*** Provided passage ***
I know that Jeffrydotnet will tell me that I have jumped to design too fast and I haven't been able to cover all of sjmercer's requirements, but it shows my thinking so far.

I am hoping that readers will throw stones at my straw man, because from the ashes, comes a greater design.

Coordinator
Nov 1, 2011 at 8:13 PM

Sounds interesting - I suppose I see a browser as a 'container' for 'tracks' which display different types of data anchored to a common scale, then with some form of transition to a different visualization that permits visualization of features (perhaps based on a selection) grouped by some other facet of informatuion such as a common function or pathway - really a visualization based on the facet of location is all a browser is today.

I like all of Kirt's ideas - and I'm wondering how best to turn this into action; I think the best place to start would be a concept document and/or storyboard of what the capabilities and user experience would be. I think the guiding philosophy should be to build a syatem that (as Kirt syas) 'enables everything but implements some' - so we only need to be clear about the core and the extensibility model. The other general guideline I would like to see is copious input from current browser users - what does a browser need to do to be useful? Which browsers are the best right now? What features are particularly needed, and where are the pain points? If technology wasn't an issue, what would the perfect browser do?

Anyone have direct user input, or suggestions on the best way to get it?

Nov 4, 2011 at 1:34 AM
Edited Nov 4, 2011 at 1:45 AM

This sounds like an interesting project to be involved with and I would enjoy participating. As I understand the discussion so far, the initial goal is to supplement the .NET BIO API with a set of visualization components that will support a genomic browsing capability. Developers would then incorporate customized tracks representing location or range-specific annotations (e.g. SNPs, exons, etc.). This new visualization extension would be based on a one or more visualization technologies such as SHO, or Chronozoom that would allow for a rapid change in genomic resolution.  As Vince noted earlier, the traditional linear representation used in most genome browsers could be extended by using something like Circos that would allow for visualizing data across multiple chromosomes concurrently.  While Circos diagrams find extensive use as a means of displaying genome-wide somatic mutations in a particular tumor, they could also be useful in displaying other multiple chromosome data such as a regulatory network.

Since the completion of the Human Genome Project, there has been an explosion in information regarding non-coding transcripts particularly with regards to siRNAs and miRNAs as well as increasingly complex models of transcription (e.g. alternative splicing, RNA editing, alternative transcription start sites, etc.).  A well-received paper authored by the ENCODE team suggested moving away from a protein centric model to a model that supports the extensive transcription activity of the genome (1). One example of transcription complexity is the tumor suppressor gene, PTEN, found at 10q23. Even a small loss of PTEN activity due to RNA interference has been implicated in a number of cancers. PTENP1 is a pseudo-gene located at 9p21 with extensive sequence homology with PTEN and its transcript is now thought to serve as a decoy for miRNAs targeting PTEN transcripts, thus rescuing PTEN activity (2). The point of this example is to demonstrate that one requirement for a new genome browser should be the ability to display complex and possibly variable transcription phenomena including those that involve multiple loci.

Wile it's a too early in the project's design process to focus on technology choices, Microsoft's Reactive Extensions API (http://msdn.microsoft.com/en-us/data/gg577609) deserves some consideration for providing an event handling framework.
*** End of Provided passage ***
*** Data supplied ***
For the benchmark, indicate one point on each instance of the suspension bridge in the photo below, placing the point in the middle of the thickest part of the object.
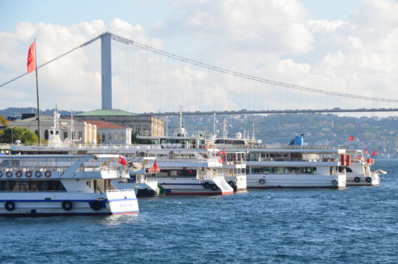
(143, 79)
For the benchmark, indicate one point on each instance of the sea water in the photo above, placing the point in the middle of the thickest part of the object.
(354, 225)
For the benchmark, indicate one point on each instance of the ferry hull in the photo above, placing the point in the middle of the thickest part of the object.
(259, 181)
(177, 186)
(238, 183)
(362, 180)
(67, 203)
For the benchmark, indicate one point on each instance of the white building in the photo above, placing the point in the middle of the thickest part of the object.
(81, 132)
(110, 133)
*** End of Data supplied ***
_Tasks for this exercise:_
1. In the genome browser discussion, where is the pseudo-gene PTENP1 located?
2. Pick up the genome browser discussion after its final sentence and continue it.

_Responses per task:_
1. 9p21

2.
Fred

(1) Genome Research 17:669-681 (2007)

(2) Science Signaling 3:1-3 (2010)

Nov 4, 2011 at 7:04 PM
Edited Nov 4, 2011 at 7:25 PM

To reply to Simon's questions (preface my answers by saying that I am a heavy user of the UCSC Genome Browser):

"what does a browser need to do to be useful?"

A lot of this deals with being able to add analyze or add your own data. Something that scientists do often :)

- load your own data (e.g. custom tracks)

- produce publication quality images (or perish!)

- alignment tools (e.g. BLAT).

- mining the underlying data (e.g. UCSC Table Browser).

"Which browsers are the best right now?"

Web-based: UCSC, Ensembl, GBrowse.

Standalone: IGV (I am less familiar with these).

"What features are particularly needed, and where are the pain points?"

This is related to the first question, but I'll try to be more specific:

- track-reordering by dragging ... before this was a pain.

- track grouping

- mouse over-events to give details.

I see most pain points being UI issues. If we get some experience UI designers on this we may have something neat!  

"If technology wasn't an issue, what would the perfect browser do?"

Offer full and fluid semantic zooming with full customization.  Like a fully customizable Deep Zoom image. 

Touch-based gestures.

"Anyone have direct user input, or suggestions on the best way to get it?":

One easy way is to look at browsers that integrate features that users request.  I know that the UCSC Genome Browser staff considers comments provided by users through their mailing list. If enough users ask for something then it gets implemented (if possible).  So, seeing features new features like track-reordering may be the results of user input.

-------------------

Just an idea, but something similar to this http://rstudio.org/ but for genomic data might be nice. Kinda like a desktop version of Galaxy (http://main.g2.bx.psu.edu/).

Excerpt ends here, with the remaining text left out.